# Those beautiful double dilutes



## gigem88 (May 10, 2011)

Pretty pretty!


----------



## HorseLovinLady (Jul 18, 2011)

I love them too!! This is Bonnie she an 11 year old cremello paint mare.

Bonnie.









Bonnie with her 3 year old filly Cheyenne.


----------



## LuvMyPerlinoQH (Jun 21, 2011)

HorseLovinLady said:


> I love them too!! This is Bonnie she an 11 year old cremello paint mare.
> 
> Bonnie.
> 
> ...



Very pretty girls you got there.


----------



## atreyu917 (May 22, 2011)

Sooo handsome


----------



## To ride the sky (May 30, 2011)

Yay Double Dilutes!  I love them! My baby's other Mom lol is a Double Dilute but not sure which C, P or SC. Could you folks tell from photos? I've always wanted to know! Thanks!


----------



## blue eyed pony (Jun 20, 2011)

RAW DATA:
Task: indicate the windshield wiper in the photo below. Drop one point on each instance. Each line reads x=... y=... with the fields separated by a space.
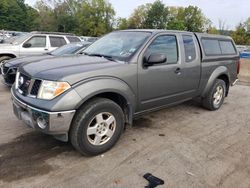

TASK SET:
1 – Condense the paragraph of the forum thread that begins "Yay Double Dilutes!" into a short list that keeps its main facts.
2 – Write out the part of the forum thread from "Yay Double Dilutes!" to "to know! Thanks!" word for word.
The lines are not required for any of this work.

EXERCISE ANSWERS:
1 –
- The writer loves double dilutes.
- The other mother of the writer's baby is a double dilute, but the writer is unsure whether it is C, P or SC.
- The writer asks whether the others can tell from photos and says they have always wanted to know.

2 –
Yay Double Dilutes!  I love them! My baby's other Mom lol is a Double Dilute but not sure which C, P or SC. Could you folks tell from photos? I've always wanted to know! Thanks!